--- DOCUMENT PASSAGE ---
WWF, Engro sign agreement with govt to restore degraded forest land

Published November 25, 2021
Special Assistant to Prime Minister on Climate Change Malik Amin Aslam  witnesses the signing ceremony for the launch of the Forest Restoration and Carbon Offset Programme at the Ministry of Climate Change in Islamabad on November 24. — PID
Special Assistant to Prime Minister on Climate Change Malik Amin Aslam witnesses the signing ceremony for the launch of the Forest Restoration and Carbon Offset Programme at the Ministry of Climate Change in Islamabad on November 24. — PID

ISLAMABAD: The government on Wednesday signed an agreement with the World Wide Fund (WWF) for Nature, Pakistan and Engro Foundation to restore 50,000 acres of degraded forest lands.

“The private sector can play a vital role in restoring the country’s degraded forest landscape for achieving environmental and economic sustainability,” said Special Assistant to the Prime Minister on Climate Change Malik Amin Aslam while speaking at a press conference.

--- DATA EXCERPT ---
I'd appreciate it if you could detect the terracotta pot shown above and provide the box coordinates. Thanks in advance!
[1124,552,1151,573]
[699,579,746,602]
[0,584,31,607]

--- REQUEST A ---
Answer these about the forest restoration article:
(i) In which city was the signing ceremony held?
(ii) How many acres of degraded forest land does the agreement aim to restore?
(iii) At what kind of event did Malik Amin Aslam speak about the private sector's role?
--- REQUEST B ---
Retype everything in the forest restoration article from "ISLAMABAD: The government" down to "degraded forest lands.".
--- REQUEST C ---
Extend the forest restoration article, picking up after its last sentence.
The material isn't needed here and can be set aside.

--- EXERCISE ANSWER A ---
(i) Islamabad
(ii) 50,000 acres
(iii) A press conference

--- EXERCISE ANSWER B ---
ISLAMABAD: The government on Wednesday signed an agreement with the World Wide Fund (WWF) for Nature, Pakistan and Engro Foundation to restore 50,000 acres of degraded forest lands.

--- EXERCISE ANSWER C ---
The memorandum of understanding (MoU) was signed between WWF-P, Engro Foundation and the Ministry of Climate Change under which they would combine their efforts under a joint Forest Restoration Programme and restore 50,000 acres of degraded forest land in various parts of the country at a cost of Rs600 million.

Programme will be executed at a cost of Rs600 million

The PM’s aide said that degradation and loss of forests had already destabilised natural systems on a scale unseen in human history, adding, the world had already lost nearly half of the six trillion trees that existed on Earth before the onset of agriculture 12,000 years ago.

WWF-Pakistan would conduct the monitoring of the afforestation.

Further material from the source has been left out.